EXTRAIT ::
::::

Je me suis procuré la version papier (j’entends déjà les : « hein, ben là ! »). D’accord, je suis prolivrel*, mais je voulais mettre cet ouvrage dans ma bibliothèque « échec de l’humanité » et, de plus, il n’était pas offert en format Kindle (incroyable, mais vrai… et pas étonnant au Québec !). Donc, un livre aux pages crèmes et mattes, ce qui facilite la lecture puisque la lumière directe n’est pas reflétée sur la surface. Plusieurs belles pages de photographies sur papier glacé blanc. Couverture sobre comme je les aime (monochrome avec quelques écritures rouges, ce qui n’est pas sans rappeler mes propres couvertures). L’auteur a su jouer avec les types de caractères pour faire une démarcation claire entre les sections de narration et les parties où il dialogue virtuellement avec son père. Puisque c’est un livre de tout de même un peu plus de 300 pages, c’est difficile à tenir à une main tandis que l’autre doit s’occuper du chat ou bien attraper la tasse de thé, mais bon… je voulais juste le spécifier pour passer mon message qu’une liseuse c’est géniale !

::::

LIGNES ::
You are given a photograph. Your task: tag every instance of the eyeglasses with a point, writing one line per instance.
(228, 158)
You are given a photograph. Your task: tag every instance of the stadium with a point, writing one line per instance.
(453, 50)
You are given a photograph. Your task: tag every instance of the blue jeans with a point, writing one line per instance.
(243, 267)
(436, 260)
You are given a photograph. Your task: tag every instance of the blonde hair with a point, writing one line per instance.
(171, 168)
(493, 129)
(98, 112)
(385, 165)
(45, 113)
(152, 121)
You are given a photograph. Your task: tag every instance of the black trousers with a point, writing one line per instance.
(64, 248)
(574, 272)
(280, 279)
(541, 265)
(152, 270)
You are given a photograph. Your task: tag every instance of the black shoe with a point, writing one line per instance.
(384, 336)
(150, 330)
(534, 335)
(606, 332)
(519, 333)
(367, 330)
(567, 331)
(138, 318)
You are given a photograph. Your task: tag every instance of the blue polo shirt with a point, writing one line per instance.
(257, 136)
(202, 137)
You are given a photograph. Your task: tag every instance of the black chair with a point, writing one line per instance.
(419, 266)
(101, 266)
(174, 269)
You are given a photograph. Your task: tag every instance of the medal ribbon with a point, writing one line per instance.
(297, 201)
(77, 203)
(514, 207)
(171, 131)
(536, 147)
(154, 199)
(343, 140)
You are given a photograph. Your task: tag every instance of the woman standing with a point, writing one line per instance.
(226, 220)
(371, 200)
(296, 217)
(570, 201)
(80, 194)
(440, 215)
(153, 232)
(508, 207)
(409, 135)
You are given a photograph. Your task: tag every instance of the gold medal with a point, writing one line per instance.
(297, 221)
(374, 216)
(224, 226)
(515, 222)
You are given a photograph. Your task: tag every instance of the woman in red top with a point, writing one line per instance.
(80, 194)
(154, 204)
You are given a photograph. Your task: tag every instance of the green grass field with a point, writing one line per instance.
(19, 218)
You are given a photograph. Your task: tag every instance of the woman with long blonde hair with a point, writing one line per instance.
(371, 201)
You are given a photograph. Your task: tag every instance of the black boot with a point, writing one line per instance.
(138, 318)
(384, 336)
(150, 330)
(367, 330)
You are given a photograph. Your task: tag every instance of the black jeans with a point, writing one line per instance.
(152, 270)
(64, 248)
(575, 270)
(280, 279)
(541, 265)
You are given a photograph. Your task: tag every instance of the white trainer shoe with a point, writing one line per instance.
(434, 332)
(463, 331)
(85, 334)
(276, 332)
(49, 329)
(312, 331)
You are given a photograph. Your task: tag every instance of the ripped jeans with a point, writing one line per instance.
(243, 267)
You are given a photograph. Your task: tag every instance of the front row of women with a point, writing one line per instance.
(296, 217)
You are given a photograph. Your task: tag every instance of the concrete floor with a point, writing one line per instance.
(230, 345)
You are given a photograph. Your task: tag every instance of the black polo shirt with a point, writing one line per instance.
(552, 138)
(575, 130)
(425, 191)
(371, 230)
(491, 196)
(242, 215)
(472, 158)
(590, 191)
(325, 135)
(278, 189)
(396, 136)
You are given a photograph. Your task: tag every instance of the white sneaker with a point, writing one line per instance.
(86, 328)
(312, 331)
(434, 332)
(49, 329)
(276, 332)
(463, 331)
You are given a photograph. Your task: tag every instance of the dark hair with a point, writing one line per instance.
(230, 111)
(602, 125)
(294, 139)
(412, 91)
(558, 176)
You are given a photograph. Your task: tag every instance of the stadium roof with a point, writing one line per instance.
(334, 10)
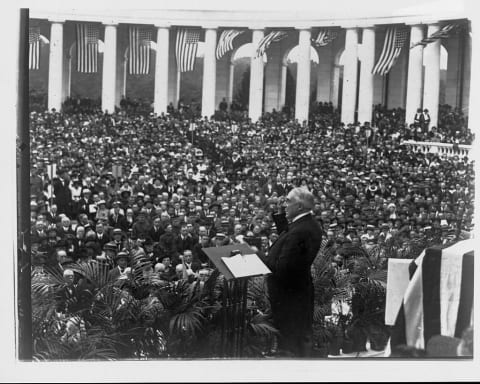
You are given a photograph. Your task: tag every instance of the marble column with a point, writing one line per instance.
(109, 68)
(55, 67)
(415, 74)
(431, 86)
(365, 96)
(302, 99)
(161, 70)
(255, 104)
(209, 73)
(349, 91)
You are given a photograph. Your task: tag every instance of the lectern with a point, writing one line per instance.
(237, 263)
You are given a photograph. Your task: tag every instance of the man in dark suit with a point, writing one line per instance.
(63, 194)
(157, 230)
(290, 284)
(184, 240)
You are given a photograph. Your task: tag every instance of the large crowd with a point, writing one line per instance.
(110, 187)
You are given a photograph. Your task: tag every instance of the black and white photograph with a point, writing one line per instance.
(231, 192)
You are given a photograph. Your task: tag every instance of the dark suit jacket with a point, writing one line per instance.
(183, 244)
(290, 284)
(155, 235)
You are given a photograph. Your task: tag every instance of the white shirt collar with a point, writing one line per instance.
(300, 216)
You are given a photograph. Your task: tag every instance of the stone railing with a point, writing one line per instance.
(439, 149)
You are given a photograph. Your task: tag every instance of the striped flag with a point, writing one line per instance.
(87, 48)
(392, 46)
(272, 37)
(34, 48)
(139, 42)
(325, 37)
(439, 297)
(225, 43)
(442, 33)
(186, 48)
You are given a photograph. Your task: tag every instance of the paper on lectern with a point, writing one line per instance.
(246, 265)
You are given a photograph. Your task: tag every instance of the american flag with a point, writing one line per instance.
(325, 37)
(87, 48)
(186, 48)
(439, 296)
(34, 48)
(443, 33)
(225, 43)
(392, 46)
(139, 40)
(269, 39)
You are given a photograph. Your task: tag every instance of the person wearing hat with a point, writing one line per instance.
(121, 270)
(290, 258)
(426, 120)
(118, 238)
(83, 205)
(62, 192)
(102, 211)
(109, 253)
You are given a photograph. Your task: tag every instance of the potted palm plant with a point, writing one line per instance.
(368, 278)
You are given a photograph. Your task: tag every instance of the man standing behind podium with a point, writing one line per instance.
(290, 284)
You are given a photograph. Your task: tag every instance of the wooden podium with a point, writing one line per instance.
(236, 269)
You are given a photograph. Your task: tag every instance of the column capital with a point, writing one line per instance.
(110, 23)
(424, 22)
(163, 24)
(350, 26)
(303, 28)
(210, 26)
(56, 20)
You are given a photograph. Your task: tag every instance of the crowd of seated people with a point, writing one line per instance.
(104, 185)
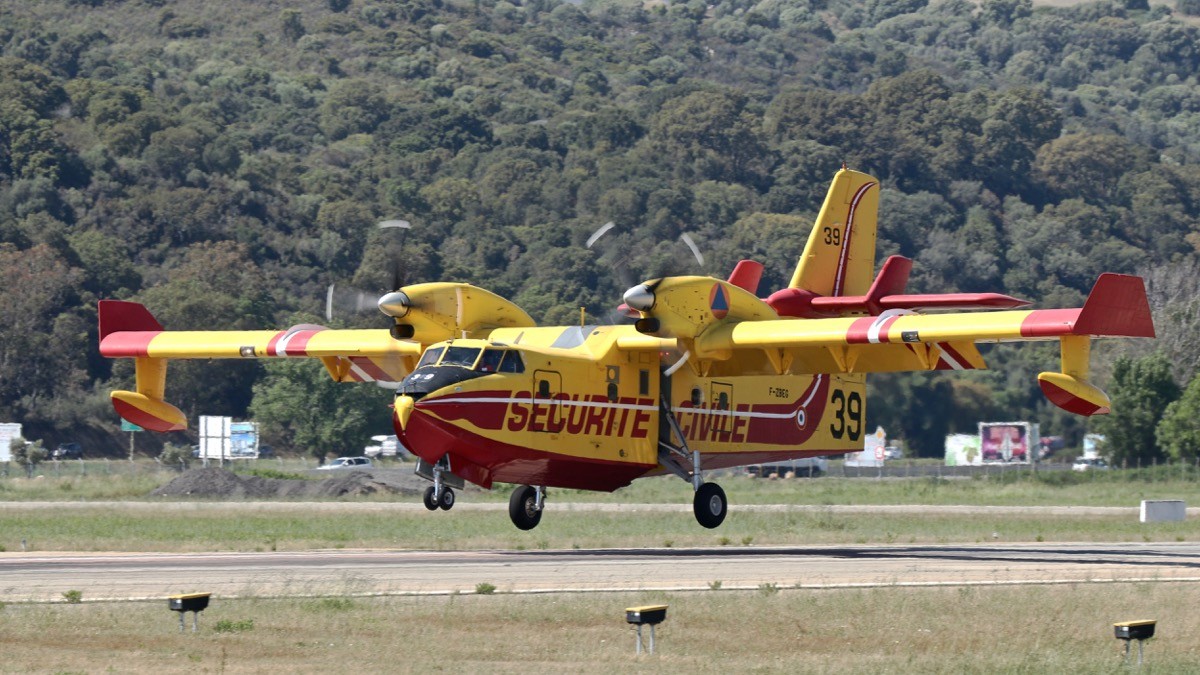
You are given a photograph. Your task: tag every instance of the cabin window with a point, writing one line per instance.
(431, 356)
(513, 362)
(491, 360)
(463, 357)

::::

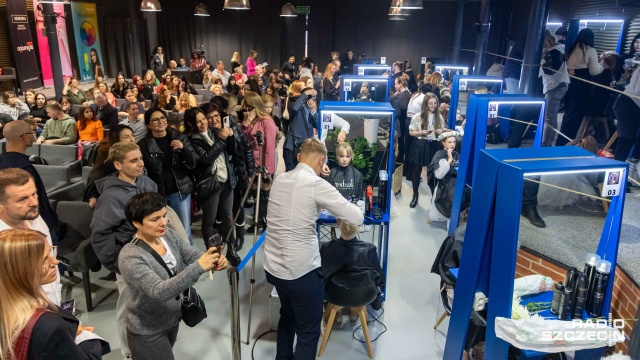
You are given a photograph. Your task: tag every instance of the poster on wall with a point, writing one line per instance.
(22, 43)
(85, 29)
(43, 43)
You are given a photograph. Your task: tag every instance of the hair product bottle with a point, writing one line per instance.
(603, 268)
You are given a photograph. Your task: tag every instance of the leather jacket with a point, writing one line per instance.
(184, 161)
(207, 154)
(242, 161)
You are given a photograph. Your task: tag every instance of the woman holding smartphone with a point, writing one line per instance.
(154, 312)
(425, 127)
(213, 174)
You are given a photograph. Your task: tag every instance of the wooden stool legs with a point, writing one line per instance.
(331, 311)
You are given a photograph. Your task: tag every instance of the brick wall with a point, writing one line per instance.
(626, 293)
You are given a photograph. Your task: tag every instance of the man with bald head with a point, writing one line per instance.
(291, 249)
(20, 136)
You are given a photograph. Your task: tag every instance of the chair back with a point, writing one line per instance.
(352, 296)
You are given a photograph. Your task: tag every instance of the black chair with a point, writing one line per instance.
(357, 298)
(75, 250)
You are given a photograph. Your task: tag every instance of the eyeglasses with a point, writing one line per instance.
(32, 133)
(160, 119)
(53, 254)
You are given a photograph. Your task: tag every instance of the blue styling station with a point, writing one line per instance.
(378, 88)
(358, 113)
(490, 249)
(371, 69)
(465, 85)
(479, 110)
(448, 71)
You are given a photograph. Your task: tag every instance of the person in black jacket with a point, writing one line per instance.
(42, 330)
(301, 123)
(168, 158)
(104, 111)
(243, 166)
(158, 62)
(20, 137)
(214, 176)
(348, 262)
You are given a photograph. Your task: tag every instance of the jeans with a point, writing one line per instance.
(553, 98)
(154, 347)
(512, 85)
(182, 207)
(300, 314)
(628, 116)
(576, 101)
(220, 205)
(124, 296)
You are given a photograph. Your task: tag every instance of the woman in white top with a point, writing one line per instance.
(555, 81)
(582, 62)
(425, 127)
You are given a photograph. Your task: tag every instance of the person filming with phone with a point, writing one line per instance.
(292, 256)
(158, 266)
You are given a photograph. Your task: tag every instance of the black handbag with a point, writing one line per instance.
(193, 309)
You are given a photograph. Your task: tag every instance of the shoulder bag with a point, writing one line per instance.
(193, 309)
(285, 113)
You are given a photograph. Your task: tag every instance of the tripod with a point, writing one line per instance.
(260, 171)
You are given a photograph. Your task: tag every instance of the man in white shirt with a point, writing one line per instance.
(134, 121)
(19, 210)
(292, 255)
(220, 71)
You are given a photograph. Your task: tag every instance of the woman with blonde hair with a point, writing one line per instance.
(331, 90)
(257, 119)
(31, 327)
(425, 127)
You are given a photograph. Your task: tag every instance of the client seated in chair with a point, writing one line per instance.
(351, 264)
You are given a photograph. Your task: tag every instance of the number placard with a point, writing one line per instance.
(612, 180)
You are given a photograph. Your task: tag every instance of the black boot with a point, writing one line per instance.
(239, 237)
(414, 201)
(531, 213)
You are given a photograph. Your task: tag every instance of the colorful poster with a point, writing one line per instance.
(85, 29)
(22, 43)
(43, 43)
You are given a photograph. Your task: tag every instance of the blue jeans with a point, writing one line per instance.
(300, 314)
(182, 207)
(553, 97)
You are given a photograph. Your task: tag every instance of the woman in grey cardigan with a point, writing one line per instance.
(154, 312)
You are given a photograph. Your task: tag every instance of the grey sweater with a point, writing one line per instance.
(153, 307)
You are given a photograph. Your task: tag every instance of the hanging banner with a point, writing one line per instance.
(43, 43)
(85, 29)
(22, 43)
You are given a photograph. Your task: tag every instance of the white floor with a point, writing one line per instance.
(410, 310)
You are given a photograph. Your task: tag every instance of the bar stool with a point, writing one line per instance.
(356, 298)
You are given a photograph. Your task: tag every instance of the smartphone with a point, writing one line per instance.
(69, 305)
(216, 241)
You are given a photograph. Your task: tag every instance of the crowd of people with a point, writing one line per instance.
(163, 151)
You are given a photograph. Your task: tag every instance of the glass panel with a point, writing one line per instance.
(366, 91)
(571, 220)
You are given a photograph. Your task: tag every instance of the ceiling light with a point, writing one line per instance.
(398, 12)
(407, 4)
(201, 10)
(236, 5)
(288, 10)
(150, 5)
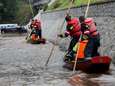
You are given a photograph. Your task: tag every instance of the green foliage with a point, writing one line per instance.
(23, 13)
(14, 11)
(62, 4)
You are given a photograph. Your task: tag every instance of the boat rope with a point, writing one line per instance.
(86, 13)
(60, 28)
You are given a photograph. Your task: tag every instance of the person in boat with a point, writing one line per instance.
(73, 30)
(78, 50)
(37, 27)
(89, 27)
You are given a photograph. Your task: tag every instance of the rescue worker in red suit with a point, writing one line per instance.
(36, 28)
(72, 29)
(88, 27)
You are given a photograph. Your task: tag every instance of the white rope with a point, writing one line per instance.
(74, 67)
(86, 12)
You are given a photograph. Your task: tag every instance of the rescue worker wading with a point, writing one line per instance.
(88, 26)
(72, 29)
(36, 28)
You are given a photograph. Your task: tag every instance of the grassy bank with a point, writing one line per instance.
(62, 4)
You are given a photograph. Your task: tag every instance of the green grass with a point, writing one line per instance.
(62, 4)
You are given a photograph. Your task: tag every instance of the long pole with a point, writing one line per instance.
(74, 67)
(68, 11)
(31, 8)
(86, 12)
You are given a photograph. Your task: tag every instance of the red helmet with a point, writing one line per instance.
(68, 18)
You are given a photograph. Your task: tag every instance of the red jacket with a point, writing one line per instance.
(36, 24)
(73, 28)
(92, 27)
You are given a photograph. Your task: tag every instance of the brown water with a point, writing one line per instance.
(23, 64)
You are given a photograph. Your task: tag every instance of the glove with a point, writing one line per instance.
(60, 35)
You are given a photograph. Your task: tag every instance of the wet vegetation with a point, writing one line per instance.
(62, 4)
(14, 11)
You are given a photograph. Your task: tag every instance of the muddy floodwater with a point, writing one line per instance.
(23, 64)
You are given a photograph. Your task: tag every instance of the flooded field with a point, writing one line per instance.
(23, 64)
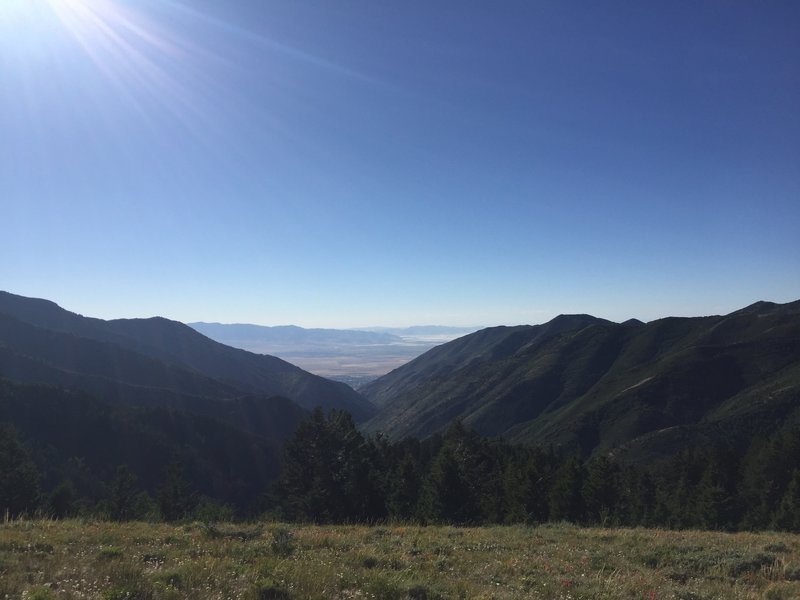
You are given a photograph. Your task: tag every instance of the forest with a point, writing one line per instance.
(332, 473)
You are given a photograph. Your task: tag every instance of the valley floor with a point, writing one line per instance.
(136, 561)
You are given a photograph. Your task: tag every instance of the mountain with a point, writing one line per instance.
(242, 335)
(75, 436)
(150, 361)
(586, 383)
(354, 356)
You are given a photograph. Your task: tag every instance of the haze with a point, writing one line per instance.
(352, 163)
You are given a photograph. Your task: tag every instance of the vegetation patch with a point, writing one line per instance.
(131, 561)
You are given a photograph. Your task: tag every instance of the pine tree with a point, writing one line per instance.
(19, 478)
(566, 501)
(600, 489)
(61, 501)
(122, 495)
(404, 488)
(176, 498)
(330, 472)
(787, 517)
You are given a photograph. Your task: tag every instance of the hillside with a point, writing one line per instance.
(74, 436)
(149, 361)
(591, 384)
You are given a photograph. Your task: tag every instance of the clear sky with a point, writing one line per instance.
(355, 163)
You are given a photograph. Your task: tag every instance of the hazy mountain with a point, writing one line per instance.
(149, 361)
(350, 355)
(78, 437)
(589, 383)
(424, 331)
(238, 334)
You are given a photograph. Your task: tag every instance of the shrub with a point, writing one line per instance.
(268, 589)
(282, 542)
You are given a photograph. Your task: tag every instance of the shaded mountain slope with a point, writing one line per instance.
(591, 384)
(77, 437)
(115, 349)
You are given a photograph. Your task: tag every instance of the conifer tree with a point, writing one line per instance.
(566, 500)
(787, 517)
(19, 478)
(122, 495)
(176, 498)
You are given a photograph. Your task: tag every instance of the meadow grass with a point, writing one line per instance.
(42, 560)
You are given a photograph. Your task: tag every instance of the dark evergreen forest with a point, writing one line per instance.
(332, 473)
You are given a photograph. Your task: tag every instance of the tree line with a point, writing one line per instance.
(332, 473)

::::

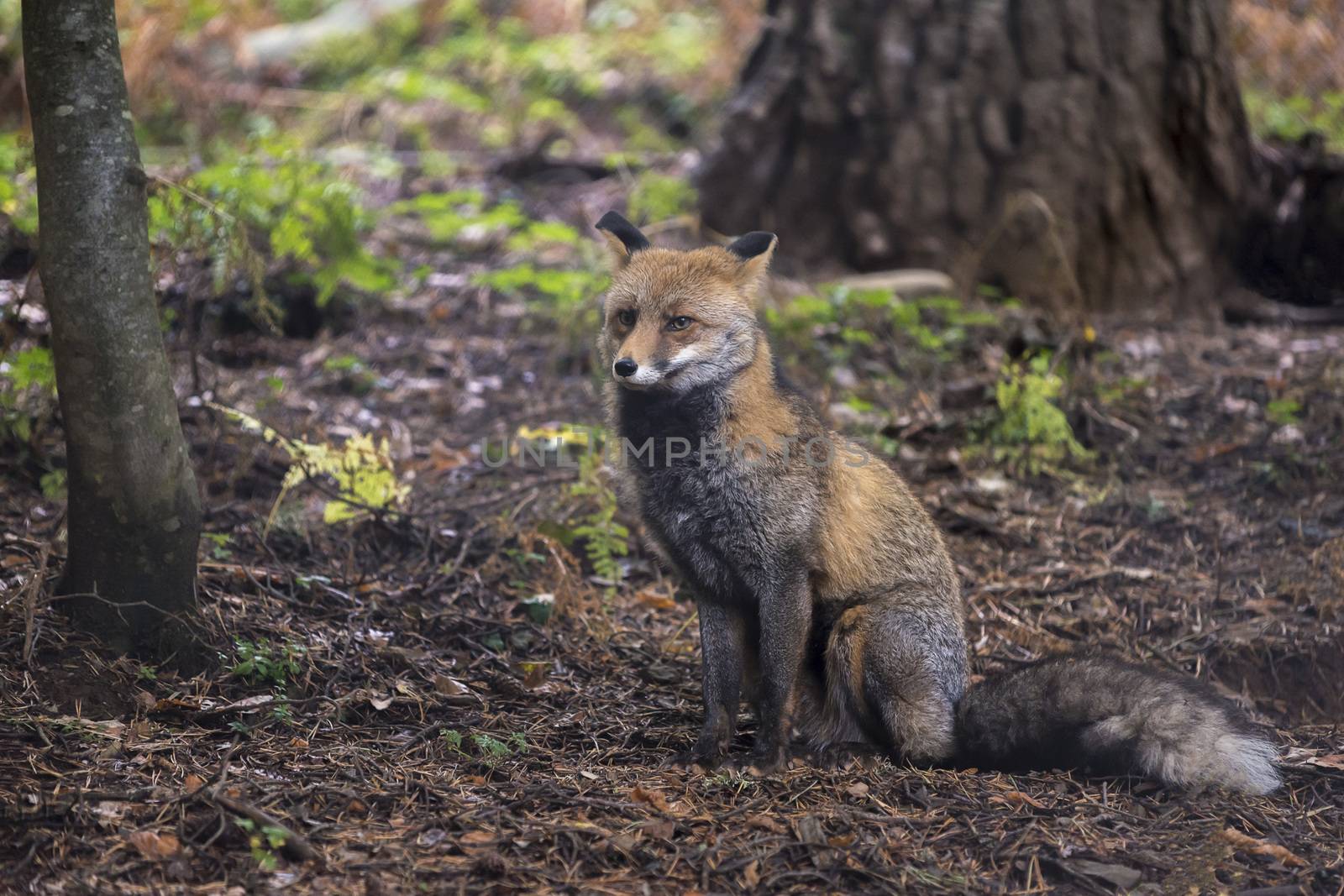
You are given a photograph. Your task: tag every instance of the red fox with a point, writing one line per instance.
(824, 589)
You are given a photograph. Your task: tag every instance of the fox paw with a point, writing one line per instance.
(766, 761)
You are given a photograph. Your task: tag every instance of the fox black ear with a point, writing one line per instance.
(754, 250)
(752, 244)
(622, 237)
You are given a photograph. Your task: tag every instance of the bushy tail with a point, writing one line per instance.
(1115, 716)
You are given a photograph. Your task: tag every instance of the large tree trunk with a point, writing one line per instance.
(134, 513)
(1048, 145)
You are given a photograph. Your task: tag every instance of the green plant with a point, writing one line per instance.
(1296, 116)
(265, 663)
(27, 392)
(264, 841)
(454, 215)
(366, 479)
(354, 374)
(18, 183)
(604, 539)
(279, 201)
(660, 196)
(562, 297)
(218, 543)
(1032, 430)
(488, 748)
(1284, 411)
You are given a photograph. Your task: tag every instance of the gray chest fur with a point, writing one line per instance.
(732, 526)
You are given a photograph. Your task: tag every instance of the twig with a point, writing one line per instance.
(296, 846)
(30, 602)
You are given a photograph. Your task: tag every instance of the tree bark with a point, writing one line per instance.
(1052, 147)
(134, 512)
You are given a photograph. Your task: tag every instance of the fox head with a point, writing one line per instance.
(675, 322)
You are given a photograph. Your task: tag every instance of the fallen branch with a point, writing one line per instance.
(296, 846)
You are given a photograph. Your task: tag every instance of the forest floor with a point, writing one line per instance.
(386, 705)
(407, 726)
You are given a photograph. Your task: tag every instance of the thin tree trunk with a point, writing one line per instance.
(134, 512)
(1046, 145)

::::

PROBLÈMES À RÉSOUDRE ::
a - Répondez à ces questions sur la critique de la version papier du livre :
(i) Dans quel format le livre n'était-il pas offert ?
(ii) Comment sont décrites les pages du livre ?
(iii) Par quel moyen la narration est-elle séparée des parties où l'auteur dialogue avec son père ?
b - Reprenez la critique de la version papier du livre après sa dernière phrase.

RÉPONSES PAR EXERCICE ::
a -
(i) En format Kindle.
(ii) Elles sont crèmes et mattes.
(iii) L'auteur joue avec les types de caractères.

b -
Verdict

Un livre à se procurer illico si vous désirez en savoir plus sur le parcours de Corneille et sur sa vision face à la vie en général. Une œuvre qui vous pousse à la fois à l’introspection et à une ouverture sur le monde. Qu’est-ce qu’une augmentation de dix cents à la pompe comparée à des gens ne sachant même pas de quoi demain (ou les prochaines heures) sera fait ?

* Terme francophone pour e-book et e-reader selon l’Office de la langue française du Québec.

** La graphie rectifiée est appliquée à ce texte.